演習の目的
WSUSの運用を支援するサービスについての文章を、最後の文の後から続けて書きなさい。

文書の抜粋
--------------------
WSUSの導入・設定は決して難しい作業ではありません。しかし、先述したようにその運用には一定の人的負担とコストが発生します。WSUSサーバの運用に人員やコストを割く余裕がない場合、どうすればいいのか。最近はこうした課題解決に有効なサービスも登場しています。「IIJディレクトリサービス for Microsoft WSUSオプション」はその1つです。
クラウドサービスとして利用できるため、お客様は自前でサーバを構築することなく、容易にWSUSを導入できます。24時間365日の監視・運用体制により、WSUSサーバの運用負荷も軽減できます。
更新プログラムはIIJのサービス設備側で取得し、そこからお客様ネットワークに配信する仕組みです。取得・配信のネットワークはインターネットではなく、IIJの独自回線を使います。高品質かつ安定した通信で、お客様ネットワークのトラフィックへの影響も回避できます。
このサービスは「IIJディレクトリサービス for Microsoft」のオプションサービスです。IIJディレクトリサービス for MicrosoftはActive Directoryの機能をクラウドサービスとして提供します。併せて利用すれば、Active DirectoryもWSUSもアセットレスで導入・運用できるようになります。
--------------------
抽出データ
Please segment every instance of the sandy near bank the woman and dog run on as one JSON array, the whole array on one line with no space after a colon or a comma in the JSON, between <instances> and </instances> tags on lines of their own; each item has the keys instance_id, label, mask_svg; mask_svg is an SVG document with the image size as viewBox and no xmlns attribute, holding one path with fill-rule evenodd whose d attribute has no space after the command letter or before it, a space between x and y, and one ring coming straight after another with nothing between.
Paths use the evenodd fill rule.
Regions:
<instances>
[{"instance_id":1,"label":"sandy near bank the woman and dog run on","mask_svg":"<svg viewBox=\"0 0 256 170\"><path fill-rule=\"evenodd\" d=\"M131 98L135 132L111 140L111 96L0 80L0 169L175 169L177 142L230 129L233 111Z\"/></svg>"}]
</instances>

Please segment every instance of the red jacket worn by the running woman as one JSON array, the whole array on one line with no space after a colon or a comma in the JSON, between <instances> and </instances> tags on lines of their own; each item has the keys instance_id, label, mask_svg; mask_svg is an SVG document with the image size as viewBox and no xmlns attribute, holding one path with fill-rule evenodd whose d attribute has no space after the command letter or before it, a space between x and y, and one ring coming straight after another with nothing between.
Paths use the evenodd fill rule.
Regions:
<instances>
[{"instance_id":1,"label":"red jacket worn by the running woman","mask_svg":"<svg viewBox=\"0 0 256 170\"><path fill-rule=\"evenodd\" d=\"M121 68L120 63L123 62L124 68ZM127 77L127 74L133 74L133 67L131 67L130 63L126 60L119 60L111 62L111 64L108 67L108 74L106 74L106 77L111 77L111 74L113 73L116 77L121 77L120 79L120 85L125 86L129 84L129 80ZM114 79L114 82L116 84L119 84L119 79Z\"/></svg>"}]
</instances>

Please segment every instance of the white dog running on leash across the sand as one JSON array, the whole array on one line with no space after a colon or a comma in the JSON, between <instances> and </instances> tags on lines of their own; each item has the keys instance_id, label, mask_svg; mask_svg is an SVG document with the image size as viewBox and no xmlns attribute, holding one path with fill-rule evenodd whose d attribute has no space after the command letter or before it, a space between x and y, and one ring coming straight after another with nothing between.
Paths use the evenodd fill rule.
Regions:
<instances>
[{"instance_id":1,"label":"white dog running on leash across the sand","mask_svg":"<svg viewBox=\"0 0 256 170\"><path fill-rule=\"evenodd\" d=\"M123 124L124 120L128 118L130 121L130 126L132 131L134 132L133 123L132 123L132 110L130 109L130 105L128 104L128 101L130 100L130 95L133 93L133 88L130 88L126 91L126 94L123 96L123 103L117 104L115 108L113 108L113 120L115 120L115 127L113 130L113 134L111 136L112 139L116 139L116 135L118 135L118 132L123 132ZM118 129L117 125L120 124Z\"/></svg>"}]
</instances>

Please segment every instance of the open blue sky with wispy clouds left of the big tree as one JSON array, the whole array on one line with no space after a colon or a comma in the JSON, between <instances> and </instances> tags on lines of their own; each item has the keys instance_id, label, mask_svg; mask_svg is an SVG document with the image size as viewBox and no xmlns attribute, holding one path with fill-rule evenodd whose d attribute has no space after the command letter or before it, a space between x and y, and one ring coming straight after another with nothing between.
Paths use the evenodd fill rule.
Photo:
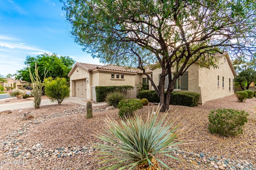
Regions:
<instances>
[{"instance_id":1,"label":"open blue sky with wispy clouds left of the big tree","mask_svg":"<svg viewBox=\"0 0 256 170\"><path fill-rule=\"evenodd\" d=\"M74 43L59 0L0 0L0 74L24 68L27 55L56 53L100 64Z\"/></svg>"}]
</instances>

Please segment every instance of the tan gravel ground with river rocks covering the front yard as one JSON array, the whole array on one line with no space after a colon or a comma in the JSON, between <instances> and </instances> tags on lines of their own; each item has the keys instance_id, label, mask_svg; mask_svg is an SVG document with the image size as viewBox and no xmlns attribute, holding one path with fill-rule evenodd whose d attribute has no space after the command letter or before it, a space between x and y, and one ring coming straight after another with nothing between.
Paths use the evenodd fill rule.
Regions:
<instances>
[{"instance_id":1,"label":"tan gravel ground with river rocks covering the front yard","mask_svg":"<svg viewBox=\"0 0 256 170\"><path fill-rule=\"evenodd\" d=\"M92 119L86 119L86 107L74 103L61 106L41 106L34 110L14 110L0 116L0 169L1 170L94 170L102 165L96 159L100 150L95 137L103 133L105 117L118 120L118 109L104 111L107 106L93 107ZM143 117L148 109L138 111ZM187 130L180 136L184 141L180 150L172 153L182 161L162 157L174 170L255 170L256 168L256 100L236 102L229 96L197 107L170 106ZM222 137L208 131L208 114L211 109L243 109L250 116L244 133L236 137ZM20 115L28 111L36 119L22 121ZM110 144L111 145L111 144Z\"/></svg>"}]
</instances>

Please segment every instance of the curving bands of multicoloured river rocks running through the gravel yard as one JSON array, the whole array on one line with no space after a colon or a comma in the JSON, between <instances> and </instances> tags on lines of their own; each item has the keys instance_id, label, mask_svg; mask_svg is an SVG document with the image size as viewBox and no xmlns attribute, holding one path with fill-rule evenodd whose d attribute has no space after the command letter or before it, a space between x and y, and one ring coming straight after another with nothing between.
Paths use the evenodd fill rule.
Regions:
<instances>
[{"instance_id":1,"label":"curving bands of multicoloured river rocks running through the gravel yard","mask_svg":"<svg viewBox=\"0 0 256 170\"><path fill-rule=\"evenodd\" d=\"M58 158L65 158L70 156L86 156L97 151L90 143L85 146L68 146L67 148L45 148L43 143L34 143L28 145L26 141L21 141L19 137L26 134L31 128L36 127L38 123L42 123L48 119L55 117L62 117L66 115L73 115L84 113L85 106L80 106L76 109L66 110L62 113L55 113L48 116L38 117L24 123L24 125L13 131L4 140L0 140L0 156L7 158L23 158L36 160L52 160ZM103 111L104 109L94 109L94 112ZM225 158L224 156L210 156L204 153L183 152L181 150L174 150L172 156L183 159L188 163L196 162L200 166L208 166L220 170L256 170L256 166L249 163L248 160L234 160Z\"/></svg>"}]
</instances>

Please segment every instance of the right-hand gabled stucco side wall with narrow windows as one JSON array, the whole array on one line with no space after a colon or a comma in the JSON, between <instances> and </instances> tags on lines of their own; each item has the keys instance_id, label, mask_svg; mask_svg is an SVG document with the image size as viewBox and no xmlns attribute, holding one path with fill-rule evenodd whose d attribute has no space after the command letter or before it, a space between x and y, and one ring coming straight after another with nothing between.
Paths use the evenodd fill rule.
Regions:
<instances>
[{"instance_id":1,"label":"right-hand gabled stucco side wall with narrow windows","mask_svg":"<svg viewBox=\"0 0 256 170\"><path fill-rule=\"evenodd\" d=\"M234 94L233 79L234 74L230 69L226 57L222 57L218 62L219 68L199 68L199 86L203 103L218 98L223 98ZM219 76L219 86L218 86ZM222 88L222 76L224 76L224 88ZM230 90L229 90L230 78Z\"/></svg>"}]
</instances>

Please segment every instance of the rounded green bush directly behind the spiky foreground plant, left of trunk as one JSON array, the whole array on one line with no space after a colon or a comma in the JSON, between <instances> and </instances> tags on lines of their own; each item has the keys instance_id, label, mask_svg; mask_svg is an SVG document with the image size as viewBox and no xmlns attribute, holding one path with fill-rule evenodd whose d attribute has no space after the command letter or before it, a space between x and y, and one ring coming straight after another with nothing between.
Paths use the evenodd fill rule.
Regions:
--------------------
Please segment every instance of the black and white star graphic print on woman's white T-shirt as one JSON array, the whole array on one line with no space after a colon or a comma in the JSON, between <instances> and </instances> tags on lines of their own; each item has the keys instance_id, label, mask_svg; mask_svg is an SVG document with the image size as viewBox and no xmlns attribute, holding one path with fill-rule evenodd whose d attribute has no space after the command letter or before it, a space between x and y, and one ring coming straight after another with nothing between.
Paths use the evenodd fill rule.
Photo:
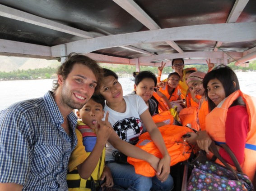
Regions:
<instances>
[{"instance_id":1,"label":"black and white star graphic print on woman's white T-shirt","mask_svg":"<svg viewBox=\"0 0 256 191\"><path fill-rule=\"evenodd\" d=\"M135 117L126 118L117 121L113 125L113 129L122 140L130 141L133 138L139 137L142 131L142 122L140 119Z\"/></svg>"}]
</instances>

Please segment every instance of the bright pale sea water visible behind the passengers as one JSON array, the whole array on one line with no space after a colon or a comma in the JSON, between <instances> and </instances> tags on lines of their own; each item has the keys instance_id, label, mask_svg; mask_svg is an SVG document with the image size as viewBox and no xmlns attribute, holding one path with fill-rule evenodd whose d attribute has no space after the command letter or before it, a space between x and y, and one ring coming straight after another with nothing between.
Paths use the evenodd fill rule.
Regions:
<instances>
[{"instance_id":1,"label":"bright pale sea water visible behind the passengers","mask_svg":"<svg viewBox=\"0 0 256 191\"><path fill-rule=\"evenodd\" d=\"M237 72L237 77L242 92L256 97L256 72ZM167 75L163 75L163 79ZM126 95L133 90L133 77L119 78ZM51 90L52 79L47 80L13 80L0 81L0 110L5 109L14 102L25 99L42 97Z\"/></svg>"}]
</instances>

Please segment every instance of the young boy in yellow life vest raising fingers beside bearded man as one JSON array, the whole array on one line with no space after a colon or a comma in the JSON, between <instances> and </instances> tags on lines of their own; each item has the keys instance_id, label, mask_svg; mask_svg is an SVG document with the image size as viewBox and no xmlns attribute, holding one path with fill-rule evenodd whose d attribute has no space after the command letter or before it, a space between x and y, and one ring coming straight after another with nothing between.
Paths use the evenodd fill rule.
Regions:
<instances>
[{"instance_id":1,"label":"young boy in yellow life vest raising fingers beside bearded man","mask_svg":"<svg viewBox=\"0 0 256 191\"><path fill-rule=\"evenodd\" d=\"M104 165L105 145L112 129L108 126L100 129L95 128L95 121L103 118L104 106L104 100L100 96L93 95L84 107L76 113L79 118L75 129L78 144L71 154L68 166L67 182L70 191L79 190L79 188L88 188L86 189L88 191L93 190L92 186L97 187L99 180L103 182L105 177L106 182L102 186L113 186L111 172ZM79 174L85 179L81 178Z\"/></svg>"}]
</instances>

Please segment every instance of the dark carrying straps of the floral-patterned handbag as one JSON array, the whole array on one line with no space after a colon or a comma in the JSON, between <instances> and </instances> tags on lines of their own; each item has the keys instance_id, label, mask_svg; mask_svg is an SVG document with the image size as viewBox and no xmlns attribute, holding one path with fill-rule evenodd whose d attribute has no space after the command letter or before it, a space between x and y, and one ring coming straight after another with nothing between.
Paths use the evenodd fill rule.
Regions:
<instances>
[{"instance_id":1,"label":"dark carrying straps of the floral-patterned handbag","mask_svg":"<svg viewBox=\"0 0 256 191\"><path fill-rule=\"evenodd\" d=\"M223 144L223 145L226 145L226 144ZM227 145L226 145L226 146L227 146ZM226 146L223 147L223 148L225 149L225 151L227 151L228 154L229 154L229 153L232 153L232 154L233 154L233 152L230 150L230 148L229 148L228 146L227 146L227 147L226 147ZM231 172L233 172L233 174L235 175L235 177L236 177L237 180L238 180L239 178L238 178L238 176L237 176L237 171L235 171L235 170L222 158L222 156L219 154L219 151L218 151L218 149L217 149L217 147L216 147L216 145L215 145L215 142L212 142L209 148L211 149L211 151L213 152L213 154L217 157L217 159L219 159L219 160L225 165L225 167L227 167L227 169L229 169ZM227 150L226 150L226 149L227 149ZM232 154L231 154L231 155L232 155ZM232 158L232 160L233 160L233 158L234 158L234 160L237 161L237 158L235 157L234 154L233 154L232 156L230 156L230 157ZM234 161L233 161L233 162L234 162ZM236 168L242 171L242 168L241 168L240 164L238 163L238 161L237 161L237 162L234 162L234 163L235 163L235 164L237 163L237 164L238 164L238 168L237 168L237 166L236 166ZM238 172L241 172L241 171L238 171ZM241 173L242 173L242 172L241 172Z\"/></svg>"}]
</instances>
--------------------
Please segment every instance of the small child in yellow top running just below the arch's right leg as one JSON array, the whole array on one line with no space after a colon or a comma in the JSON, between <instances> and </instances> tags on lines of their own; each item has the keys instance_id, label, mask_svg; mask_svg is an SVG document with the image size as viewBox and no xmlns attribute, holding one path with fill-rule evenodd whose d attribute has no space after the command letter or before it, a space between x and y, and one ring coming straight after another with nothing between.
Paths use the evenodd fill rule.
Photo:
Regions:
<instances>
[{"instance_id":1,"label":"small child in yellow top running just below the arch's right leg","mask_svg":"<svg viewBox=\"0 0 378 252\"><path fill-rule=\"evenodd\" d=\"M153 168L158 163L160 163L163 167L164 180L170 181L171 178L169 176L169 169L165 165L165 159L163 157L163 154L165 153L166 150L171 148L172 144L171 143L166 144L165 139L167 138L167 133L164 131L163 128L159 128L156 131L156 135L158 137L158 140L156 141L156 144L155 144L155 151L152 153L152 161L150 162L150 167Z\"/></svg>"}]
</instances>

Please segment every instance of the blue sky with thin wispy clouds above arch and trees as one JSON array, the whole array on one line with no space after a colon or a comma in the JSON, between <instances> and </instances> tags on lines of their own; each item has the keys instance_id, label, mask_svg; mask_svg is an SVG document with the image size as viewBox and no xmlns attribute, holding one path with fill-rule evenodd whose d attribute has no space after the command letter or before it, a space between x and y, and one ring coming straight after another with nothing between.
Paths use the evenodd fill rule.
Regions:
--------------------
解答欄
Active Directoryサーバを含めて一からWSUSの導入を検討している。Active DirectoryもWSUSもサーバ環境や運用はアウトソースしたい。IIJディレクトリサービス for Microsoftは、こうしたニーズにも幅広く対応できます。
<よくあるご質問>
WSUSとは何ですか?
WSUS(ダブルサス)とは、Windows Server Update Servicesの略で、Microsoft Updateサーバから更新プログラムをダウンロードして保存するソフトウェアです。詳しくはこちら
WSUSの利用に必要なものは何ですか?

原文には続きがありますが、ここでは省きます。